- [AUFGABEN]
A – Kopiere aus dem Text über die Familie Heidemann den Abschnitt, der mit den Worten „Heidemann (Familie)“ beginnt, und hör nach „Gotthelf. (Quelle: Menkhoff)“ auf.
B – Entnimm den Einträgen jede Zeile, in der die Zeichenfolge „small“ vorkommt.
----- DOKUMENT
Heidemann (Familie)

Die Familie Heidemann war über 100 Jahre lang in Osterholz-Scharmbeck ansässig und führte Anfang des 20. Jh. das größte Bekleidungsgeschäft in Osterholz an der Hauptstraße, der heutigen Findorffstraße. Im Nationalsozialismus wurden sie gedemütigt, entrechtet und bis auf wenige Ausnahmen deportiert und in Lagern ermordet.

Mitte des 19. Jh. lebte sowohl in Osterholz als auch in Scharmbeck jeweils eine Familie Heidemann, ein evtl. Verwandtschaftsverhältnis der beiden Familien ist nicht dokumentiert.

Die Heidemanns in Scharmbeck

In Scharmbeck war die Familie von Abraham Heidemann bereits 1829 und 1844 als eine von acht dort ansässigen jüdischen Familien registriert. Das Bekleidungsgeschäft von J. A. Heidemann in der Scharmbecker Kirchenstraße 115 (später Nr. 10) übernahm 1880 Iwan Gotthelf. (Quelle: Menkhoff)
----------
----- DATENAUSZUG
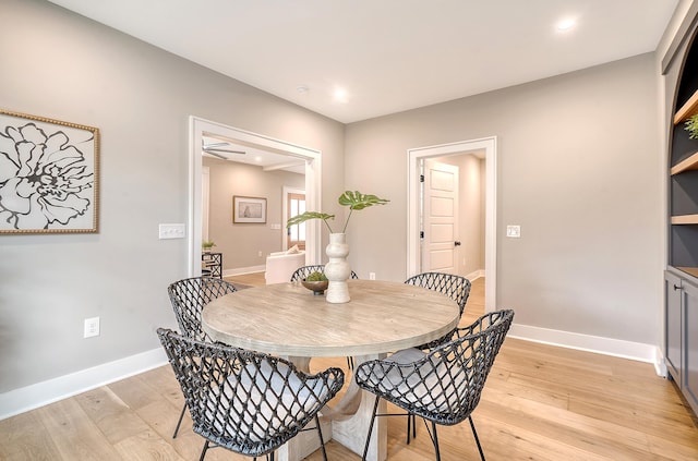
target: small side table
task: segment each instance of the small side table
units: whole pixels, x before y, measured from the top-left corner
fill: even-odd
[[[202,253],[201,275],[222,279],[222,253]]]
----------
- [LÖSUNGEN]
A –
Heidemann (Familie)

Die Familie Heidemann war über 100 Jahre lang in Osterholz-Scharmbeck ansässig und führte Anfang des 20. Jh. das größte Bekleidungsgeschäft in Osterholz an der Hauptstraße, der heutigen Findorffstraße. Im Nationalsozialismus wurden sie gedemütigt, entrechtet und bis auf wenige Ausnahmen deportiert und in Lagern ermordet.

Mitte des 19. Jh. lebte sowohl in Osterholz als auch in Scharmbeck jeweils eine Familie Heidemann, ein evtl. Verwandtschaftsverhältnis der beiden Familien ist nicht dokumentiert.

Die Heidemanns in Scharmbeck

In Scharmbeck war die Familie von Abraham Heidemann bereits 1829 und 1844 als eine von acht dort ansässigen jüdischen Familien registriert. Das Bekleidungsgeschäft von J. A. Heidemann in der Scharmbecker Kirchenstraße 115 (später Nr. 10) übernahm 1880 Iwan Gotthelf. (Quelle: Menkhoff)

B –
target: small side table
task: segment each instance of the small side table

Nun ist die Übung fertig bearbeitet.